#### [Activity]
An exact transcription of every record is needed.

Stored data:
:::
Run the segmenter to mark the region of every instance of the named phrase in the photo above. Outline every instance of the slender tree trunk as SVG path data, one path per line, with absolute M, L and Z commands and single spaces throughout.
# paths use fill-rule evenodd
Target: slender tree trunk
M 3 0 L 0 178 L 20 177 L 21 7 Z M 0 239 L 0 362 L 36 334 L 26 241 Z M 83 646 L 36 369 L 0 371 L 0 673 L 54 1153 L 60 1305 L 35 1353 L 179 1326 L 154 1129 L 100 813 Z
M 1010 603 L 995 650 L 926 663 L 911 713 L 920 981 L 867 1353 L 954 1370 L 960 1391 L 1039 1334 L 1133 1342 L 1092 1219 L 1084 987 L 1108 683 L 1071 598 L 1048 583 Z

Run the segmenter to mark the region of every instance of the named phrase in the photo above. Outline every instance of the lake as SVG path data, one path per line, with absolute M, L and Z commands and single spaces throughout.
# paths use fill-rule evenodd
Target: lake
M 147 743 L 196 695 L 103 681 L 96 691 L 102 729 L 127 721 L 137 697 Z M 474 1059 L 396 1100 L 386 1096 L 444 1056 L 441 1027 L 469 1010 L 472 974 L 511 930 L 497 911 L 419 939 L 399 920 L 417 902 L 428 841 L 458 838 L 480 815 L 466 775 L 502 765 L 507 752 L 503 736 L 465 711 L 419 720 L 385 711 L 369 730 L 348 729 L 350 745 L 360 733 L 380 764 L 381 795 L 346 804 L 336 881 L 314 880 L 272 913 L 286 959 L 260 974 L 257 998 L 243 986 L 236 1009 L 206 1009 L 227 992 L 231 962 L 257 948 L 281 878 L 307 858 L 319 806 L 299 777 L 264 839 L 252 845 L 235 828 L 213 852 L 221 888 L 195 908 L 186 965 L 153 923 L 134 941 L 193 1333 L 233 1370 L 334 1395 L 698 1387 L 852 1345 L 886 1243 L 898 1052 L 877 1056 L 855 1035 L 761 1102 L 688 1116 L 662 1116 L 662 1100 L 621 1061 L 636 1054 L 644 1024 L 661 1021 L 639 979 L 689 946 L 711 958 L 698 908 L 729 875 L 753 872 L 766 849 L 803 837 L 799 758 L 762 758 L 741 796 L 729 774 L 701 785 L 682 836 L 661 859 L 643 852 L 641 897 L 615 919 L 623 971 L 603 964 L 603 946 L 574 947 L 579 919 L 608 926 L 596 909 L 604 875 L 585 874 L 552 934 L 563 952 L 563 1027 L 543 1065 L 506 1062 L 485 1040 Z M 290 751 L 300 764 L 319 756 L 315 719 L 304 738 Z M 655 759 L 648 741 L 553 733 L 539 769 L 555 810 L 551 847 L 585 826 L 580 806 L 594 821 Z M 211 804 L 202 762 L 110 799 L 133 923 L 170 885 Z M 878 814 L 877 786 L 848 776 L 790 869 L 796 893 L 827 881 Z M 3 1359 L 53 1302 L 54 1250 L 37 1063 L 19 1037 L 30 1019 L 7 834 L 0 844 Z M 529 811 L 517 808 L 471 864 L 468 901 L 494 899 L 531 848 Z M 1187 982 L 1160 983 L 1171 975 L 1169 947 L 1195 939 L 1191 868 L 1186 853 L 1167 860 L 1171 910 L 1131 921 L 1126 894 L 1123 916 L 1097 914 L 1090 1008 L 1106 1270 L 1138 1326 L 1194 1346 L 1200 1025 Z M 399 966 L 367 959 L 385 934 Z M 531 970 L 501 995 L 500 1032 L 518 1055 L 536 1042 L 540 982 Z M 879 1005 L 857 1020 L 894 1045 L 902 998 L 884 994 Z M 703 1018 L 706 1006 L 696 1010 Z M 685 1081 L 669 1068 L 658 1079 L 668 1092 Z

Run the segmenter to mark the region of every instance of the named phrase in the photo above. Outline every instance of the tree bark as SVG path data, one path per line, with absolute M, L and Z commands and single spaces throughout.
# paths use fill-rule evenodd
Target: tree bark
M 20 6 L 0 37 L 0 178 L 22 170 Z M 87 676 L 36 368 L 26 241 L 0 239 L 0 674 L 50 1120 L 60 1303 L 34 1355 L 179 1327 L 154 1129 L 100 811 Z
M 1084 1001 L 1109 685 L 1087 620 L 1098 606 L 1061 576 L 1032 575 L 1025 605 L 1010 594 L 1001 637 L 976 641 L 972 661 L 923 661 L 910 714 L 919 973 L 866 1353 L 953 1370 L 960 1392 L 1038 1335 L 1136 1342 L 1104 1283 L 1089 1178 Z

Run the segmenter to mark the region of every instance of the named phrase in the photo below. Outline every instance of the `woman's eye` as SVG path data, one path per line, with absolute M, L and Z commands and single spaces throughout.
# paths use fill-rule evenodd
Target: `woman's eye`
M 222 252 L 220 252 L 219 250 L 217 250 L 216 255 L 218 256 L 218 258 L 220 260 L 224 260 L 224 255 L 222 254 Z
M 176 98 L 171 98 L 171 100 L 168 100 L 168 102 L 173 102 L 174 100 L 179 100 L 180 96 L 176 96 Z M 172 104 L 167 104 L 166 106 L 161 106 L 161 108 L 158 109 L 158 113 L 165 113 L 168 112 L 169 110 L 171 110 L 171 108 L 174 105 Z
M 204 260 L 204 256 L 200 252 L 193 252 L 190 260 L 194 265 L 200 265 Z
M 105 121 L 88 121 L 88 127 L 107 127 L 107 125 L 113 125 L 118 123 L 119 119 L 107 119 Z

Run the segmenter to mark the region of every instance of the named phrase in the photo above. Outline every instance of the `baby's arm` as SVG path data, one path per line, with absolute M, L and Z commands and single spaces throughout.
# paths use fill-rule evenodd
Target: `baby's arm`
:::
#### [Result of this task]
Run the segmenter to mark the region of every instance of the named phrase in the photo above. Outline every instance of the slender tree trunk as SVG path data, one path per line, with absolute M, L and Z commands and single spaces throughout.
# paths use fill-rule evenodd
Target: slender tree trunk
M 3 0 L 0 178 L 20 177 L 21 7 Z M 0 239 L 0 362 L 36 334 L 26 241 Z M 83 646 L 36 369 L 0 371 L 0 673 L 54 1153 L 60 1305 L 35 1353 L 179 1326 L 154 1129 L 100 813 Z
M 1010 603 L 995 650 L 926 663 L 911 713 L 920 981 L 867 1353 L 954 1370 L 960 1391 L 1039 1334 L 1133 1342 L 1092 1219 L 1084 987 L 1108 683 L 1071 598 L 1048 583 Z

Run the segmenter to mark the region of every instance of the named phrase in the photo above. Outline every instance of the lake as SVG path data, one path per line, with absolute M, L and Z commands and single spaces throughout.
# paths use fill-rule evenodd
Target: lake
M 147 743 L 196 695 L 103 681 L 96 691 L 102 729 L 127 721 L 137 697 Z M 474 1059 L 396 1100 L 386 1096 L 444 1056 L 441 1027 L 469 1010 L 472 974 L 511 930 L 497 911 L 419 939 L 399 920 L 417 902 L 428 841 L 458 838 L 480 815 L 466 775 L 502 765 L 507 752 L 503 736 L 465 711 L 419 720 L 385 711 L 369 730 L 348 729 L 350 745 L 360 733 L 380 764 L 381 795 L 346 804 L 336 881 L 314 880 L 272 913 L 286 959 L 260 974 L 257 998 L 243 986 L 236 1009 L 206 1009 L 227 992 L 231 962 L 257 948 L 281 878 L 307 858 L 319 806 L 299 777 L 264 839 L 252 845 L 235 828 L 213 852 L 221 888 L 195 908 L 186 965 L 153 923 L 134 941 L 193 1333 L 233 1370 L 334 1395 L 698 1387 L 852 1345 L 886 1243 L 898 1052 L 877 1056 L 855 1035 L 761 1102 L 688 1116 L 662 1116 L 662 1100 L 621 1061 L 636 1054 L 644 1024 L 661 1021 L 639 979 L 689 946 L 711 958 L 698 908 L 729 875 L 753 872 L 766 849 L 803 837 L 799 758 L 762 758 L 741 796 L 729 774 L 701 785 L 682 836 L 661 859 L 643 852 L 641 897 L 615 919 L 623 971 L 603 964 L 603 946 L 574 947 L 579 919 L 608 926 L 596 909 L 604 875 L 585 874 L 552 934 L 563 952 L 563 1027 L 543 1065 L 506 1062 L 485 1040 Z M 290 751 L 300 764 L 319 756 L 315 719 L 304 738 Z M 655 759 L 648 741 L 553 733 L 539 769 L 555 810 L 551 847 L 585 826 L 580 806 L 594 821 Z M 211 804 L 202 762 L 110 799 L 133 923 L 170 885 Z M 878 814 L 877 786 L 848 776 L 790 869 L 796 893 L 827 881 Z M 3 1359 L 53 1302 L 54 1250 L 37 1063 L 19 1037 L 30 1019 L 7 834 L 0 844 Z M 529 811 L 517 808 L 471 864 L 468 901 L 494 899 L 531 848 Z M 1187 982 L 1160 983 L 1171 975 L 1169 947 L 1195 939 L 1191 868 L 1186 853 L 1167 860 L 1171 910 L 1131 921 L 1126 894 L 1123 916 L 1097 914 L 1090 1008 L 1106 1270 L 1138 1326 L 1194 1346 L 1200 1025 Z M 399 966 L 367 959 L 385 934 Z M 531 970 L 501 995 L 500 1032 L 518 1055 L 536 1042 L 540 982 Z M 879 1005 L 857 1020 L 894 1045 L 902 998 L 884 994 Z M 703 1018 L 706 1006 L 696 1010 Z M 685 1081 L 669 1068 L 658 1079 L 668 1092 Z

Run the segmenter to mark the region of every instance of the named phrase in the photo above. Outline every instance of the tree bark as SVG path data, one path per line, with absolute M, L and Z commands and single spaces throughout.
# paths use fill-rule evenodd
Target: tree bark
M 20 6 L 0 37 L 0 178 L 22 170 Z M 87 676 L 36 368 L 26 241 L 0 239 L 0 674 L 50 1120 L 60 1303 L 34 1355 L 179 1327 L 154 1129 L 100 811 Z
M 1084 1001 L 1109 685 L 1087 620 L 1098 606 L 1061 576 L 1032 575 L 1025 605 L 1010 594 L 1001 637 L 976 641 L 972 661 L 923 661 L 910 714 L 919 973 L 866 1353 L 953 1370 L 960 1392 L 1038 1335 L 1136 1342 L 1104 1283 L 1089 1178 Z

Run the segmenter to mark the region of every instance of the named phrase in the photo below. Outline every instance of the `woman's eye` as SVG path data, one path per line, with absolute M, L and Z commands and single spaces throughout.
# paths use fill-rule evenodd
Target: `woman's eye`
M 222 252 L 220 252 L 219 250 L 217 250 L 216 255 L 218 256 L 218 258 L 220 260 L 224 260 L 224 255 L 222 254 Z
M 176 98 L 171 98 L 171 100 L 168 100 L 168 102 L 173 102 L 174 100 L 179 100 L 180 96 L 176 96 Z M 172 104 L 167 104 L 166 106 L 161 106 L 161 108 L 158 109 L 158 113 L 165 113 L 168 112 L 169 110 L 171 110 L 171 108 L 174 105 Z
M 204 260 L 204 256 L 200 252 L 193 252 L 190 260 L 194 265 L 200 265 Z
M 105 121 L 88 121 L 88 127 L 107 127 L 107 125 L 113 125 L 118 123 L 119 119 L 107 119 Z

Run the segmenter to mark the region of every instance of the named phrase in the photo above. Outline every instance of the `baby's arm` as SVG path data, one path per line, with absolute M, L and Z commands and single spaces throughout.
# paths use fill-rule evenodd
Target: `baby's arm`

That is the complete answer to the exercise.